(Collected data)
◆ ◆ ◆ ◆ ◆ ◆ ◆

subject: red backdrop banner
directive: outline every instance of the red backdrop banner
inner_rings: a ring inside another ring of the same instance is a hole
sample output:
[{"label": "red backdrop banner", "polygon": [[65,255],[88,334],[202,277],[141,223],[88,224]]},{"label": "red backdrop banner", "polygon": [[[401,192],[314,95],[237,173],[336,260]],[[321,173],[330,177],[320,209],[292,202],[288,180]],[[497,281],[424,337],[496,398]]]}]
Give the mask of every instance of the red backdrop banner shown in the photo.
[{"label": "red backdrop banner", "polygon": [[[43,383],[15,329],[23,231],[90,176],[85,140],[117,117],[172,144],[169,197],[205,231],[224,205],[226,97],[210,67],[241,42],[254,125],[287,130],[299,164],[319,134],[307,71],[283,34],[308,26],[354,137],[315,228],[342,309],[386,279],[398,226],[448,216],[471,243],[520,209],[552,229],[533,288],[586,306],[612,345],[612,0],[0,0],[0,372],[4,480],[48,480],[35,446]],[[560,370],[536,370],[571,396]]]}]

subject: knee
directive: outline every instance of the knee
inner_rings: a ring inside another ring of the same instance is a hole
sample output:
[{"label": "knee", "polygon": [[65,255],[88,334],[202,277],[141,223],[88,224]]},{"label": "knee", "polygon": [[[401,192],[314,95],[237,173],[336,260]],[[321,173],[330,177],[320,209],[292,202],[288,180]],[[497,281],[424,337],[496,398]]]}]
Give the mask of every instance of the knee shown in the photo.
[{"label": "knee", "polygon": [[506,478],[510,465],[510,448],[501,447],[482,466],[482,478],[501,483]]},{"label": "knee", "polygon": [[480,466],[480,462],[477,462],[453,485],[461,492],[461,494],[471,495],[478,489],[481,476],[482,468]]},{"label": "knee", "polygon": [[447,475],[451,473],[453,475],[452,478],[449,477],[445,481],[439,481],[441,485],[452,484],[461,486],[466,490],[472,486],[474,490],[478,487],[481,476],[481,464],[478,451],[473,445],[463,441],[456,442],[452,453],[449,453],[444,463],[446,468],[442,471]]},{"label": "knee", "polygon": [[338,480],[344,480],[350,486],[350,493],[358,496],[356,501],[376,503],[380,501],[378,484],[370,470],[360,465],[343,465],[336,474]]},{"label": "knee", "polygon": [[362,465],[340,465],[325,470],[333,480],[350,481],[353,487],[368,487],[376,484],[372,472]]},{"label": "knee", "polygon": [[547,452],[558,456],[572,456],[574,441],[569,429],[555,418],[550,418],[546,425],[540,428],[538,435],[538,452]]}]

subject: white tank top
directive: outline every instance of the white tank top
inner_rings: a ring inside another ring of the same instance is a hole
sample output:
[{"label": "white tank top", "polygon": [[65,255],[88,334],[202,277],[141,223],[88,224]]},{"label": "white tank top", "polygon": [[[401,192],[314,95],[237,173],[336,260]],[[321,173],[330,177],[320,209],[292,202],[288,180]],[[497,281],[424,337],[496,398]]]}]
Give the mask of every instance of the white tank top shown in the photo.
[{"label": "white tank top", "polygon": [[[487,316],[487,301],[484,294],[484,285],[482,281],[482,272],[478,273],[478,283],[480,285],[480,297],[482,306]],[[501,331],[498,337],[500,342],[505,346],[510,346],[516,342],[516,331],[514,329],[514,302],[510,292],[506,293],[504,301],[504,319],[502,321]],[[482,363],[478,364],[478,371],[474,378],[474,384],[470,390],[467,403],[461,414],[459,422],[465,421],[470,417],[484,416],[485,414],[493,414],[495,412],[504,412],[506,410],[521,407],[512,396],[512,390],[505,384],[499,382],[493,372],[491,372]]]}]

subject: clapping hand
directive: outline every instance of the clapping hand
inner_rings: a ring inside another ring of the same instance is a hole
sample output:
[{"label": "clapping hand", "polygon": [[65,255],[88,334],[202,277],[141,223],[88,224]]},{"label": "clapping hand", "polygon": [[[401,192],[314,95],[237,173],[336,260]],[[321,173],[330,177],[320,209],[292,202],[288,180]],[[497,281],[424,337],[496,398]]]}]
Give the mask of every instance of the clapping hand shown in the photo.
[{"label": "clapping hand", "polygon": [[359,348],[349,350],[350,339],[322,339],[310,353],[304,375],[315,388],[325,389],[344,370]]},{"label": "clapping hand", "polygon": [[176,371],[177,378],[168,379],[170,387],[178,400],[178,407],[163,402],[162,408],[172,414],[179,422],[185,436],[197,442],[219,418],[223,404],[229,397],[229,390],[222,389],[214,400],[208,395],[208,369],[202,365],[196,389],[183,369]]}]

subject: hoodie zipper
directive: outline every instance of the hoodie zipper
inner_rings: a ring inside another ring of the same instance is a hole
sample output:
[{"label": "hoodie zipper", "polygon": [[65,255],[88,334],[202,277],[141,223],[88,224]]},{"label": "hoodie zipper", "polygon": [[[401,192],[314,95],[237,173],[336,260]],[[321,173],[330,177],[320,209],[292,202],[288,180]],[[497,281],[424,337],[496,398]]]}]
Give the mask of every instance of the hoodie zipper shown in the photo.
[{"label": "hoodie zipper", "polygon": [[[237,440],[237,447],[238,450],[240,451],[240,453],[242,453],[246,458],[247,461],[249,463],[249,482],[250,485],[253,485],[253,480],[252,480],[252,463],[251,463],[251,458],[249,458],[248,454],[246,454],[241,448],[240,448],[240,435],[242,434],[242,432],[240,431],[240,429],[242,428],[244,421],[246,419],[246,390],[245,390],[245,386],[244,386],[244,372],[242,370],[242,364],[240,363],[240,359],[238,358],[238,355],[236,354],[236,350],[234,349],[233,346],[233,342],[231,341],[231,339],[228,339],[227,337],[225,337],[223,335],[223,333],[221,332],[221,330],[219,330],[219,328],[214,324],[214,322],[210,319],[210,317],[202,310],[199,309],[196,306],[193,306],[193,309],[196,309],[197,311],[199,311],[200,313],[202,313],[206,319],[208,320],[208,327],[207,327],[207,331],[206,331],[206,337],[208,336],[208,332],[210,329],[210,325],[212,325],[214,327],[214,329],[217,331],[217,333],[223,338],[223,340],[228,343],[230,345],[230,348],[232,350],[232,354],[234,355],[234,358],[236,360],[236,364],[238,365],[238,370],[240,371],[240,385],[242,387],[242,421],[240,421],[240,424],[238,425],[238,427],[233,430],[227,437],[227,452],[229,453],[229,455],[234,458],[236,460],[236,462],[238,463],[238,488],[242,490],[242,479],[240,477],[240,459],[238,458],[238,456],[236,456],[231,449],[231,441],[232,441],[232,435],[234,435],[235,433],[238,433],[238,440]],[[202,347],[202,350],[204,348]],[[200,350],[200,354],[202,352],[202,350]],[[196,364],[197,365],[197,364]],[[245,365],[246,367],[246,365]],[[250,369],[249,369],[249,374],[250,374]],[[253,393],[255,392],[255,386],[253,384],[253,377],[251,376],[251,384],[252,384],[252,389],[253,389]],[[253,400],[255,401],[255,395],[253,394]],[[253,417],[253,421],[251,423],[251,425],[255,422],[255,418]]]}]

◆ ◆ ◆ ◆ ◆ ◆ ◆

Your answer should be every entry above, repeated exactly.

subject: red backdrop banner
directive: outline every instance of the red backdrop banner
inner_rings: a ring inside another ring of the same instance is a hole
sample output:
[{"label": "red backdrop banner", "polygon": [[65,255],[88,334],[202,277],[141,223],[88,224]]},{"label": "red backdrop banner", "polygon": [[[401,192],[314,95],[237,173],[336,260]],[[321,173],[330,177],[320,209],[292,202],[288,180]],[[497,281],[424,337],[496,398]]]}]
Give the mask of every instance of the red backdrop banner shown in the photo.
[{"label": "red backdrop banner", "polygon": [[[43,383],[15,329],[23,231],[90,176],[85,140],[117,117],[172,144],[169,197],[205,231],[224,205],[226,97],[210,67],[241,42],[254,125],[287,130],[299,164],[319,134],[307,71],[283,34],[308,26],[354,137],[315,228],[342,309],[386,279],[398,226],[448,216],[471,243],[520,209],[552,229],[533,288],[586,306],[612,345],[612,0],[0,0],[0,372],[4,480],[48,480],[35,446]],[[560,370],[536,370],[571,396]]]}]

subject: knee
directive: outline every instance of the knee
inner_rings: a ring inside another ring of the same instance is a hole
sample output:
[{"label": "knee", "polygon": [[65,255],[88,334],[202,277],[141,223],[88,224]]},{"label": "knee", "polygon": [[[401,192],[314,95],[237,173],[336,260]],[[321,173],[330,177],[320,209],[292,202],[288,180]],[[497,281],[424,337],[496,398]]]}]
Give the mask of every instance of the knee shown in the photo.
[{"label": "knee", "polygon": [[506,478],[510,465],[510,448],[501,447],[482,466],[482,478],[501,483]]},{"label": "knee", "polygon": [[480,466],[480,462],[477,462],[453,485],[461,492],[461,494],[471,495],[478,489],[481,476],[482,468]]},{"label": "knee", "polygon": [[447,475],[451,473],[453,475],[452,478],[449,477],[445,481],[439,481],[441,485],[452,484],[461,486],[466,490],[472,486],[474,490],[478,487],[481,476],[481,464],[478,451],[473,445],[463,441],[456,442],[452,453],[449,453],[444,463],[446,468],[442,471]]},{"label": "knee", "polygon": [[338,480],[344,480],[350,486],[350,493],[358,496],[356,501],[376,503],[380,501],[378,484],[370,470],[360,465],[343,465],[336,474]]},{"label": "knee", "polygon": [[362,465],[340,465],[325,470],[333,480],[350,481],[353,487],[368,487],[376,484],[372,472]]},{"label": "knee", "polygon": [[547,452],[558,456],[572,456],[574,441],[569,429],[555,418],[550,418],[546,425],[540,428],[538,435],[538,452]]}]

subject: white tank top
directive: outline every instance of the white tank top
inner_rings: a ring inside another ring of the same instance is a hole
sample output:
[{"label": "white tank top", "polygon": [[65,255],[88,334],[202,277],[141,223],[88,224]]},{"label": "white tank top", "polygon": [[[401,192],[314,95],[237,173],[336,260]],[[321,173],[330,177],[320,209],[292,202],[288,180]],[[497,281],[424,337],[496,398]]]}]
Give the mask of every instance of the white tank top shown in the photo.
[{"label": "white tank top", "polygon": [[[487,316],[487,301],[484,294],[484,285],[482,281],[482,272],[478,273],[478,283],[480,285],[480,297],[482,306]],[[501,331],[498,337],[500,342],[505,346],[510,346],[516,342],[516,331],[514,329],[514,302],[510,292],[506,293],[504,301],[504,319],[502,321]],[[482,363],[478,364],[478,371],[474,378],[474,384],[470,390],[467,403],[461,414],[459,422],[465,421],[470,417],[484,416],[485,414],[493,414],[495,412],[504,412],[506,410],[521,407],[512,396],[512,390],[505,384],[499,382],[493,372],[491,372]]]}]

subject: clapping hand
directive: outline every instance of the clapping hand
inner_rings: a ring inside another ring of the same instance is a hole
sample output:
[{"label": "clapping hand", "polygon": [[65,255],[88,334],[202,277],[141,223],[88,224]]},{"label": "clapping hand", "polygon": [[[401,192],[314,95],[237,173],[336,260]],[[321,173],[330,177],[320,209],[292,202],[288,180]],[[497,281],[424,337],[496,398]]]}]
Give the mask of every instance of the clapping hand shown in the photo.
[{"label": "clapping hand", "polygon": [[359,348],[349,350],[350,339],[322,339],[310,353],[304,375],[315,388],[325,389],[344,370]]},{"label": "clapping hand", "polygon": [[176,371],[177,378],[168,379],[170,387],[178,400],[178,407],[163,402],[162,408],[172,414],[179,422],[185,436],[197,442],[219,418],[223,404],[229,397],[229,390],[222,389],[214,400],[208,395],[208,369],[202,365],[196,389],[183,369]]}]

subject: hoodie zipper
directive: outline every instance of the hoodie zipper
inner_rings: a ring inside another ring of the same instance is a hole
sample output:
[{"label": "hoodie zipper", "polygon": [[65,255],[88,334],[202,277],[141,223],[88,224]]},{"label": "hoodie zipper", "polygon": [[[401,192],[314,95],[237,173],[336,260]],[[321,173],[330,177],[320,209],[292,202],[288,180]],[[497,281],[424,337],[496,398]]]}]
Give the mask of every instance of the hoodie zipper shown in the photo.
[{"label": "hoodie zipper", "polygon": [[[237,440],[237,447],[238,450],[240,451],[240,453],[242,453],[246,458],[247,461],[249,463],[249,482],[250,485],[253,485],[253,480],[252,480],[252,463],[251,463],[251,458],[249,458],[248,454],[246,454],[241,448],[240,448],[240,435],[242,434],[242,432],[240,431],[240,429],[242,428],[244,421],[246,419],[246,390],[245,390],[245,386],[244,386],[244,372],[242,370],[242,364],[240,363],[240,359],[238,358],[238,355],[236,354],[236,350],[234,349],[233,346],[233,342],[231,341],[231,339],[228,339],[227,337],[225,337],[223,335],[223,333],[221,332],[221,330],[219,330],[219,328],[214,324],[214,322],[210,319],[210,317],[202,310],[199,309],[196,306],[193,306],[193,309],[196,309],[197,311],[199,311],[200,313],[202,313],[206,319],[208,320],[208,327],[207,327],[207,331],[206,331],[206,337],[208,336],[208,332],[210,329],[210,325],[212,325],[214,327],[214,329],[217,331],[217,333],[223,338],[223,340],[228,343],[230,345],[230,348],[232,350],[232,354],[234,355],[234,358],[236,360],[236,364],[238,365],[238,370],[240,371],[240,385],[242,387],[242,421],[240,421],[240,424],[238,425],[238,427],[233,430],[227,437],[227,452],[229,453],[229,455],[234,458],[236,460],[236,462],[238,463],[238,488],[242,490],[242,479],[240,477],[240,459],[238,458],[238,456],[236,456],[231,449],[231,441],[232,441],[232,435],[234,435],[235,433],[238,433],[238,440]],[[202,347],[202,350],[204,348]],[[200,350],[200,354],[202,352],[202,350]],[[196,364],[197,365],[197,364]],[[245,365],[246,367],[246,365]],[[250,369],[249,369],[249,374],[250,374]],[[253,393],[255,392],[255,386],[253,384],[253,377],[251,376],[251,384],[252,384],[252,389],[253,389]],[[253,400],[255,401],[255,395],[253,394]],[[253,417],[253,421],[251,423],[251,425],[255,422],[255,418]]]}]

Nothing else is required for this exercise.